# PAGE:
◆ ◆ ◆ ◆ ◆

Traditionally, throughout the 20th century and into the 21st, these were published in newspapers, with horizontal strips printed in black-and-white in daily newspapers, while Sunday newspapers offered longer sequences in special color comics sections. There were more than 200 different comic strips and daily cartoon panels in American newspapers alone each day for most of the 20th century, for a total of at least 7,300,000 episodes.
Strips are written and drawn by a comics artist or cartoonist. As the name implies, comic strips can be humorous (for example, "gag-a-day" strips such as Blondie, Bringing Up Father, Marmaduke and Pearls Before Swine).
Starting in the early 1930s, comic strips expanded from their mirthful origins to feature adventure stories, as seen in Popeye, Captain Easy, Buck Rogers, Tarzan and The Adventures of Tintin. Soap-opera continuity strips such as Judge Parker and Mary Worth gained popularity in the 1940s. All are called, generically, comic strips, though cartoonist Will Eisner has suggested that "sequential art" would be a better name.
In the UK and the rest of Europe, comic strips are also serialized in comic book magazines, with a strip's story sometimes continuing over three pages or more. Comic strips have appeared in American magazines such as Liberty and Boys' Life and also on the front covers of magazines, such as the Flossy Frills series on The American Weekly Sunday newspaper supplement.
The Biblia pauperum ("Paupers' Bible"), a tradition of picture Bibles beginning in the later Middle Ages, sometimes depicted Biblical events with words spoken by the figures in the miniatures written on scrolls coming out of their mouths—which makes them to some extent ancestors of the modern cartoon strips.
The first newspaper comic strips appeared in America in the late 19th century. The Yellow Kid is usually credited as the first. However, the art form combining words and pictures evolved gradually, and there are many examples of proto-comic strips.

◆ ◆ ◆ ◆ ◆

# GIVEN INFORMATION:
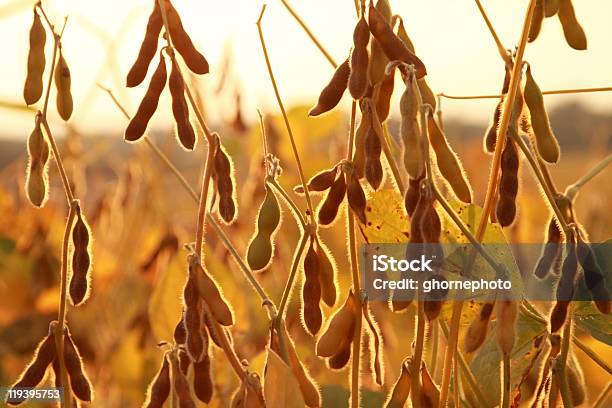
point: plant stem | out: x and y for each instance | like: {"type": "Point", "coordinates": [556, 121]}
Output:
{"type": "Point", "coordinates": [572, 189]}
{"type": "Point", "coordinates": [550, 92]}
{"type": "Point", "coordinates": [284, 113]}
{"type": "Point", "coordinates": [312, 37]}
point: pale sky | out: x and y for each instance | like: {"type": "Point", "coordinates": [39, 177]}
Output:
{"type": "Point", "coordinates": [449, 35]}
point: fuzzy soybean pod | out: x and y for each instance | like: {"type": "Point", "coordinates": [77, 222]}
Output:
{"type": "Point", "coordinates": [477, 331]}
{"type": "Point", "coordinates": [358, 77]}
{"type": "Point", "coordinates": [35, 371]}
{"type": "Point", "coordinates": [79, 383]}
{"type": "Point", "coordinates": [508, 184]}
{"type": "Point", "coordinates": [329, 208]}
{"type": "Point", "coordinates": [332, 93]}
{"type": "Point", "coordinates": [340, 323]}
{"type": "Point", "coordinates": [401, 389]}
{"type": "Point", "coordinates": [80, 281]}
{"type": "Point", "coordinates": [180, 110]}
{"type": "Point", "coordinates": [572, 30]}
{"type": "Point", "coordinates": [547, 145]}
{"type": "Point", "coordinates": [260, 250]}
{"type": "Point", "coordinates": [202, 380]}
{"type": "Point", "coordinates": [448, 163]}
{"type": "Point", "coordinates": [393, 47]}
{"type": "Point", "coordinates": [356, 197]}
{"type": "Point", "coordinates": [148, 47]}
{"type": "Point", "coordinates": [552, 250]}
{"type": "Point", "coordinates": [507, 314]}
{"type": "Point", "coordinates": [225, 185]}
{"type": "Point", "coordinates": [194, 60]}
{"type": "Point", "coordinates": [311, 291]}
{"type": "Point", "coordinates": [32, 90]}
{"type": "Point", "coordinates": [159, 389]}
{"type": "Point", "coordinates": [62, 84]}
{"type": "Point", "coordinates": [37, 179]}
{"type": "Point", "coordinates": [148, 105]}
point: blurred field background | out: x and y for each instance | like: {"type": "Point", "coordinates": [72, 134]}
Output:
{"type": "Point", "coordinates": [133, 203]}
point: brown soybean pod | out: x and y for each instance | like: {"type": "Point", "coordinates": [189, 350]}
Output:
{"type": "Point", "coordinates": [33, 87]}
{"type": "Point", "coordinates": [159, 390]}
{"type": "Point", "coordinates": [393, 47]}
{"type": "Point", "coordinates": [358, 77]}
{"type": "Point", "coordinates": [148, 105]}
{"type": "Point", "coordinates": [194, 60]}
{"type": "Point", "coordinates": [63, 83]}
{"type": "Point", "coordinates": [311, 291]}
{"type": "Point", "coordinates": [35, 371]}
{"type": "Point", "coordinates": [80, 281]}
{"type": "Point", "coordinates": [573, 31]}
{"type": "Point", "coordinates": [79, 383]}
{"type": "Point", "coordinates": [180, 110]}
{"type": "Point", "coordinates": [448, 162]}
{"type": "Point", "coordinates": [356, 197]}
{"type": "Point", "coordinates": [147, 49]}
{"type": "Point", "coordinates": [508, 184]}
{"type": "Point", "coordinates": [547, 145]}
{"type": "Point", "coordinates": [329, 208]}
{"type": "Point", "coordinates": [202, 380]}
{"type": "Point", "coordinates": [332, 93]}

◆ ◆ ◆ ◆ ◆

# OBJECTIVES:
A: In the passage on comic strips, which strip is usually credited as the first newspaper comic strip?
B: Quote the passage on comic strips, beginning at the words "Traditionally, throughout the" and stopping after "least 7,300,000 episodes.".
C: Extend the passage on comic strips beyond its final sentence.
The lines above are separate material and do not belong to the passage on comic strips.

# EXPECTED ANSWERS:
A: The Yellow Kid.

B:
Traditionally, throughout the 20th century and into the 21st, these were published in newspapers, with horizontal strips printed in black-and-white in daily newspapers, while Sunday newspapers offered longer sequences in special color comics sections. There were more than 200 different comic strips and daily cartoon panels in American newspapers alone each day for most of the 20th century, for a total of at least 7,300,000 episodes.

C:
The Swiss teacher, author and caricature artist Rodolphe Toepffer (Geneva, 1799–1846) is considered the father of the modern comic strips. His illustrated stories such as Histoire de M. Vieux Bois (1827), first published in the USA in 1842 as The Adventures of Obadiah Oldbuck or Histoire de Monsieur Jabot (1831), inspired subsequent generations of German and American comic artists. In 1865, the German painter, author and caricaturist Wilhelm Busch created the strip Max and Moritz, about two trouble-making boys, which had a direct influence on the American comic strip. Max and Moritz was a series of severely moralistic tales in the vein of German children's stories such as Struwwelpeter ("Shockheaded Peter"); in one, the boys, after perpetrating some mischief, are tossed into a sack of grain, run through a mill and consumed by a flock of geese. Max and Moritz provided an inspiration for German immigrant Rudolph Dirks, who created the Katzenjammer Kids in 1897. Familiar comic-strip iconography such as stars for pain, sawing logs for snoring, speech balloons and thought balloons originated in Dirks' strip.
Hugely popular, Katzenjammer Kids occasioned one of the first comic-strip copyright ownership suits in the history of the medium. When Dirks left William Randolph Hearst for the promise of a better salary under Joseph Pulitzer, it was an unusual move, since cartoonists regularly deserted Pulitzer for Hearst. In a highly unusual court decision, Hearst retained the rights to the name "Katzenjammer Kids", while creator Dirks retained the rights to the characters. Hearst promptly hired Harold Knerr to draw his own version of the strip. Dirks renamed his version Hans and Fritz (later, The Captain and the Kids). Thus, two versions distributed by rival syndicates graced the comics pages for decades. Dirks' version, eventually distributed by United Feature Syndicate, ran until 1979.
In America, the great popularity of comics sprang from the newspaper war (1887 onwards) between Pulitzer and Hearst. The Little Bears (1893–96) was the first American comic with recurring characters, while the first color comic supplement was published by the Chicago Inter-Ocean sometime in the latter half of 1892. On January 31, 1912, Hearst introduced the nation's first full daily comic page in his New York Evening Journal.
In China, with its traditions of block printing and of the incorporation of text with image, experiments with what became lianhuanhua date back to 1884.
In the United States, a daily strip appears in newspapers on weekdays, Monday through Saturday, as contrasted with a Sunday strip, which typically only appears on Sundays. Daily strips usually are printed in black and white, and Sunday strips are usually in color. However, a few newspapers have published daily strips in color, and some newspapers have published Sunday strips in black and white. The two conventional formats for newspaper comics are strips and single gag panels. The strips are usually displayed horizontally, wider than they are tall. Single panels are square, circular or taller than they are wide. Strips usually, but not always, are broken up into several smaller panels with continuity from panel to panel. A horizontal strip can also be used for a single panel with a single gag, as seen occasionally in Mike Peters' Mother Goose and Grimm.
During the 1930s, the original art for a daily strip could be drawn as large as 25 inches wide by six inches high. As strips have become smaller, the number of panels have been reduced.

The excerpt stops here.